- _DIRECTIONS FOR THIS TASK_: The expected copy holds every entry exactly and none of the pictures.

(Natural language region descriptions)
-*-
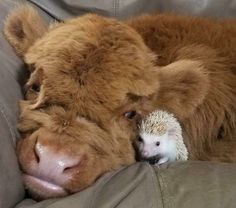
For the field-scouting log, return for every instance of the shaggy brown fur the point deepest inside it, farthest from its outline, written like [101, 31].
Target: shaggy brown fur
[88, 72]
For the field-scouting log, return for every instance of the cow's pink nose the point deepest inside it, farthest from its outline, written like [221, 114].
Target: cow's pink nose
[54, 165]
[145, 153]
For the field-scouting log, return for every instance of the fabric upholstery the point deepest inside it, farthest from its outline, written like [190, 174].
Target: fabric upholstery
[179, 185]
[191, 184]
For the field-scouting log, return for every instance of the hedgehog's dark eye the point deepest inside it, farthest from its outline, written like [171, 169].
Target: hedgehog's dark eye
[35, 88]
[130, 114]
[140, 139]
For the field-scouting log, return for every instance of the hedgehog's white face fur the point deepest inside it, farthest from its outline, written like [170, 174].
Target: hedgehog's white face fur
[160, 147]
[160, 138]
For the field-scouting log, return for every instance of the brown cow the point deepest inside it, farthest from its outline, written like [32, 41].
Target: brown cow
[93, 78]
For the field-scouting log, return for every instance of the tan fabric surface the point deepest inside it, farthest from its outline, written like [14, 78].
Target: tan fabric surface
[179, 185]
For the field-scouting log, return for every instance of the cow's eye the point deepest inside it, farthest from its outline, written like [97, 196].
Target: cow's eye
[130, 114]
[35, 87]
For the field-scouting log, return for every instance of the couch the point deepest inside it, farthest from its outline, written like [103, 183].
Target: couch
[182, 185]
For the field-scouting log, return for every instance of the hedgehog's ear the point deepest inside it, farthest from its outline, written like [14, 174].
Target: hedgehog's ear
[23, 27]
[183, 87]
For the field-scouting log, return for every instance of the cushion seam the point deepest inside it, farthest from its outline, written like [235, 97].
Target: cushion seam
[163, 187]
[155, 181]
[4, 115]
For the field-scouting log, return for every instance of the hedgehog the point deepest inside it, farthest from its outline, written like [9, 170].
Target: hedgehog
[160, 139]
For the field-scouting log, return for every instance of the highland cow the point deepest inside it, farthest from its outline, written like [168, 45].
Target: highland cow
[93, 79]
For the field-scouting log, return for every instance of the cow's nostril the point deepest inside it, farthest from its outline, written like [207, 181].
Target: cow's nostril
[73, 166]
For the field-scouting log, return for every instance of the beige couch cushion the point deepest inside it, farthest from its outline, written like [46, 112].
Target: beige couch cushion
[179, 185]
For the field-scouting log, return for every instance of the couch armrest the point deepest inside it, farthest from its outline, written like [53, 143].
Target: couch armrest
[12, 77]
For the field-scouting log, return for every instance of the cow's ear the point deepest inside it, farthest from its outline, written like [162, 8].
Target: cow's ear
[23, 27]
[184, 85]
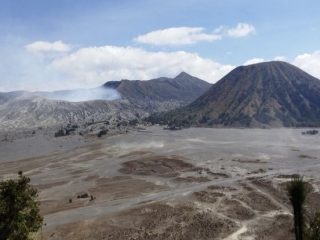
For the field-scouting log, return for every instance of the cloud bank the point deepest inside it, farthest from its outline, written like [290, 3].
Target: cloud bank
[190, 35]
[96, 65]
[177, 36]
[47, 47]
[241, 30]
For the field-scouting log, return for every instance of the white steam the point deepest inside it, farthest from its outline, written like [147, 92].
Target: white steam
[82, 95]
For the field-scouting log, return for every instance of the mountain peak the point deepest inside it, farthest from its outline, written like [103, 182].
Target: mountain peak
[272, 94]
[183, 75]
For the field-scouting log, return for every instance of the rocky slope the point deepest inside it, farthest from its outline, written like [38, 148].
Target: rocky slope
[138, 99]
[270, 94]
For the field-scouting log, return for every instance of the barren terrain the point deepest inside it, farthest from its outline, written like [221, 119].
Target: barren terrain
[196, 183]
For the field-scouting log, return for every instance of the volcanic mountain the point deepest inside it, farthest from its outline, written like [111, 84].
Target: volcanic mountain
[269, 94]
[183, 88]
[117, 99]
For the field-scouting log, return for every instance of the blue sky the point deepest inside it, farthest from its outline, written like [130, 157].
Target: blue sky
[290, 29]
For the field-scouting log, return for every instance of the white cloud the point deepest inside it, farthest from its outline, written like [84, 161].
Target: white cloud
[177, 36]
[309, 62]
[241, 30]
[253, 61]
[280, 58]
[47, 47]
[189, 35]
[95, 65]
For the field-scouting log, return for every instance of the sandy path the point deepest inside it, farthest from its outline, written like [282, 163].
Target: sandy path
[108, 207]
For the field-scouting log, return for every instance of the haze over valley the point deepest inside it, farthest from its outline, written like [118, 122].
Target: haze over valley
[168, 120]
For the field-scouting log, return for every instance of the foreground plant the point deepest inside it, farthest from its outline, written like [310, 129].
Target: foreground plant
[297, 192]
[19, 209]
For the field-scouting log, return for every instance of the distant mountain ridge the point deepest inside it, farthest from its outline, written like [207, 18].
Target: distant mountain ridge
[269, 94]
[184, 88]
[23, 109]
-*-
- _RESPONSE AREA_:
For the field-scouting log, return for every instance of the shaggy brown fur the point deepest inside it, farthest from its outline, written like [101, 31].
Target: shaggy brown fur
[88, 72]
For the field-scouting log, return for every instance of the cow's pink nose the point deepest inside it, farthest from its outline, written like [221, 114].
Target: cow's pink nose
[54, 165]
[145, 153]
For the field-scouting log, return for every instance of the fabric upholstery the point deepest inside it, farthest from its outline, written like [190, 174].
Target: fabric upholstery
[179, 185]
[191, 184]
For the field-scouting log, return for every instance of the hedgehog's dark eye the point deepest inside it, farthest from its outline, written like [171, 169].
Target: hedgehog's dark eye
[35, 88]
[130, 114]
[140, 139]
For the field-scouting log, return for every instance of the hedgehog's white face fur the point deepest inside it, farthest from its outline, written like [170, 174].
Target: hedgehog's white face fur
[160, 147]
[160, 138]
For the field-scouting log, return for every instance of the brown cow the point deepest inside it, farthest from its outline, written like [32, 41].
Target: brown cow
[93, 78]
For the field-scouting log, return for every instance of the tan fabric surface the point deepest inside it, farthest from its outline, written like [14, 78].
Target: tan fabric surface
[179, 185]
For the field-scouting log, return for every instance of the cow's eye the point deepest inside it, farthest from its outline, written like [97, 196].
Target: cow's eye
[130, 114]
[35, 87]
For the field-scouting log, return for every instance of the couch the point deepest inside it, farthest from its outline, written like [103, 183].
Target: couch
[182, 185]
For the field-scouting log, return for every instance of the hedgehog's ear the point deepest inside it, farthest from its outline, written like [14, 174].
Target: hedgehog's ear
[23, 27]
[183, 87]
For the field-scouting log, return for every instance of the cushion seam the point deepest inside it, farthest from its outline, written like [235, 97].
Target: cushion seam
[163, 187]
[155, 181]
[4, 115]
For the field-scouting log, return for every instance of the hedgehog the point deepest inside it, farthest from its outline, written like [9, 170].
Target: hedgehog
[160, 139]
For the field-scouting log, return for every instance of the highland cow the point deepest inside it, farthest from its outline, written like [168, 45].
Target: highland cow
[93, 79]
For the field-scouting log, return for every instance of the cow's nostril the point deepest inside it, farthest from its outline, written like [207, 181].
Target: cow's nostril
[73, 166]
For the field-scouting log, return for every instance of the beige couch cushion the point deepest inside it, farthest from its outline, written like [46, 112].
Target: beige couch cushion
[179, 185]
For the field-scouting log, return for every instance of the couch armrest the point deepest inside it, farthest from its outline, written like [53, 143].
Target: couch armrest
[12, 77]
For the field-scouting log, return for every instance of the cow's ear the point deepest inside it, farthest from its outline, written like [162, 8].
Target: cow's ear
[23, 27]
[184, 85]
For the field-scouting log, return for every instance of the cloud bank the point deepest inside it, farthest from its outline, written like [290, 3].
Target: cloud bank
[190, 35]
[96, 65]
[177, 36]
[47, 47]
[241, 30]
For the field-scouting log, return for every instance of the white steam the point deepest inside it, farthest from its outline, written like [147, 92].
Target: white steam
[82, 95]
For the field-scouting log, return for every instance of the mountain peak the point deepest inside it, farthest from its outline, written like [103, 182].
Target: mountain peak
[272, 94]
[183, 75]
For the field-scouting log, return for every instance of the rocky slope the point deepest inside it, farthest from its outline, written like [38, 148].
Target: rocky slope
[138, 99]
[270, 94]
For the field-scouting log, return for every instance of the barren terrain the point deepest inside it, farthest from its outline, written like [221, 119].
Target: barren terrain
[196, 183]
For the field-scouting log, return for every instance of the volcanic mountain the point deepest inside it, farthest from its outline, written like [111, 84].
Target: volcanic mountain
[269, 94]
[183, 88]
[117, 99]
For the field-scouting log, return for every instance of the blue sky the point deepest inside it, farthest from its outline, written like [130, 157].
Target: blue sky
[290, 29]
For the field-scouting log, return for every instance of the white cloud the point deepest inside it, farthest from its outline, written like [84, 161].
Target: white cloud
[177, 36]
[309, 62]
[241, 30]
[253, 61]
[280, 58]
[47, 47]
[189, 35]
[95, 65]
For the field-scouting log, return for every instance of the sandy path the point deepest inside it, farthest from its outline, written like [282, 163].
Target: sandy path
[108, 207]
For the field-scouting log, return for every instance of the haze over valley the point deepest inside it, farthest from its outline, written like [118, 122].
Target: haze over valley
[168, 120]
For the field-scouting log, return for every instance of the foreground plant the point deepest inside it, farthest from its outline, written like [310, 129].
Target: foreground plant
[297, 192]
[19, 209]
For the field-scouting log, return for every instance of the distant mountain ridge the point deepest inside it, farthest from its outline, written like [207, 18].
Target: distant mountain ridge
[269, 94]
[184, 88]
[23, 109]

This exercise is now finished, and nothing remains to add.